[Text segment]:
□ □ □ □ □ □ □
Friday, April 5, 2013

Great Expectations, Charles Dickens

It is always worth meditating in an extended way on the folly of arrogance. And if only for that, Great Expectations is worth reading, but I really enjoyed this, and far more than I remembered from hearing it when I was much younger. There is so much going on at multiple levels in the book, but I will just touch on the elements that struck me particularly this time.

When I think of Dickens, I tend to expect characters like Matthew Pocket, or Pumblechook, Mrs. Joe, or Jaggers: utterly distinctive and memorable, broadly sketched with sharp definition, like caricatures. There are words, or an image, which define them, like Mrs. Joe's pin-studded apron front, and that's about all you can expect from them: they are consistent. This is, of course, wonderful for peopling a novelistic world - very often in the real world our only contact with most people is a slight one in which one dominate trait might stand out - but it has always bothered me. It is not to my taste. And I wonder about the effect of immersion in a novelistic universe in which good people are Good, and bad people are Bad.
□ □ □ □ □ □ □
[Dataset records]:
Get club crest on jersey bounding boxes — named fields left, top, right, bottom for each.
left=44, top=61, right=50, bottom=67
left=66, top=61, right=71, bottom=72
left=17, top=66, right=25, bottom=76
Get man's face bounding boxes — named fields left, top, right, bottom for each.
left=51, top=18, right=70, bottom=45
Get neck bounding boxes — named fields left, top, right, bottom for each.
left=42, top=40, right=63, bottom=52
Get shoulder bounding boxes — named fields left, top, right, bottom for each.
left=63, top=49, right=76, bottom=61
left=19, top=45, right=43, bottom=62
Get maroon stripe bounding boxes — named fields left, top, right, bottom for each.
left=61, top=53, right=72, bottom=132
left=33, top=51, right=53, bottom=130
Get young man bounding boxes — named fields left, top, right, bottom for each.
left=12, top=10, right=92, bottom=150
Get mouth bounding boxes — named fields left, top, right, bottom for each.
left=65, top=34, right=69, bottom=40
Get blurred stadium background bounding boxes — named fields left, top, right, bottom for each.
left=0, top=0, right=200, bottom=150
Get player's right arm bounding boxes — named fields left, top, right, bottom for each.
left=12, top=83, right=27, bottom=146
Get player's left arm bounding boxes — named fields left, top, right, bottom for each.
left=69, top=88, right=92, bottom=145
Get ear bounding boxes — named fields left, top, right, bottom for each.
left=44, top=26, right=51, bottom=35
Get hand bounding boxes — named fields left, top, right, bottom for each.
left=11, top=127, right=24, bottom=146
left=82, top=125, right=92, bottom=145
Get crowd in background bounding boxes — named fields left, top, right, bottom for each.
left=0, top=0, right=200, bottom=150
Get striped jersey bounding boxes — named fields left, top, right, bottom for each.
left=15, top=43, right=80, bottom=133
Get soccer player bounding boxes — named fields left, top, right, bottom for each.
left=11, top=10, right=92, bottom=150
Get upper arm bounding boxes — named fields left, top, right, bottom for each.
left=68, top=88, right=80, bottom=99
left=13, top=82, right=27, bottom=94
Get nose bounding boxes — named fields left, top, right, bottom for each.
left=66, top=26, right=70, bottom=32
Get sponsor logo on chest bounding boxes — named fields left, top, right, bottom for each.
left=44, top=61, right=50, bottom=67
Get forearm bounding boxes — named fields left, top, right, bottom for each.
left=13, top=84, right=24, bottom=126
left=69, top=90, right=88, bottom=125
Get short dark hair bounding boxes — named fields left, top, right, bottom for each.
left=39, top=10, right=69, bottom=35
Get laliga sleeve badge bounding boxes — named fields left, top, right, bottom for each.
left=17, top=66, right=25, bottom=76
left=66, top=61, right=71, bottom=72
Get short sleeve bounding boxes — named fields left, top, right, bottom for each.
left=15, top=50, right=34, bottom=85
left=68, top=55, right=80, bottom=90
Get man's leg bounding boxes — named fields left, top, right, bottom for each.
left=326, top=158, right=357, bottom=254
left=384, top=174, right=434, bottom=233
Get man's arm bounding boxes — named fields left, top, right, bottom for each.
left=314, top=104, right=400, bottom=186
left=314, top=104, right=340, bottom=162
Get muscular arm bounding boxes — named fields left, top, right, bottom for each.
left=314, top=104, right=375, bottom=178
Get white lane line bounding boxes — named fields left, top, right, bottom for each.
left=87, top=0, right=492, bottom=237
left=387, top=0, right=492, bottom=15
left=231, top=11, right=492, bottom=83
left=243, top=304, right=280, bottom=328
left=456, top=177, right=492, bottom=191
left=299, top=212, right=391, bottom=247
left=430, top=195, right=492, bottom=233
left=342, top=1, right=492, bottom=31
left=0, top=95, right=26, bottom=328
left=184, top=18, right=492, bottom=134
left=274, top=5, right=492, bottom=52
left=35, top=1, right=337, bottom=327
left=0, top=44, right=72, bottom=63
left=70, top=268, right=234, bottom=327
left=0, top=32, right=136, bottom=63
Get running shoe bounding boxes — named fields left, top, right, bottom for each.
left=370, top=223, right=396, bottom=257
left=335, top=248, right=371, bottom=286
□ □ □ □ □ □ □
[Task statement]: Can you repeat the stretch of the Great Expectations review from "It is always" through "particularly this time.", swapping "arrogance" for "pride"?

[Task answer]:
It is always worth meditating in an extended way on the folly of pride. And if only for that, Great Expectations is worth reading, but I really enjoyed this, and far more than I remembered from hearing it when I was much younger. There is so much going on at multiple levels in the book, but I will just touch on the elements that struck me particularly this time.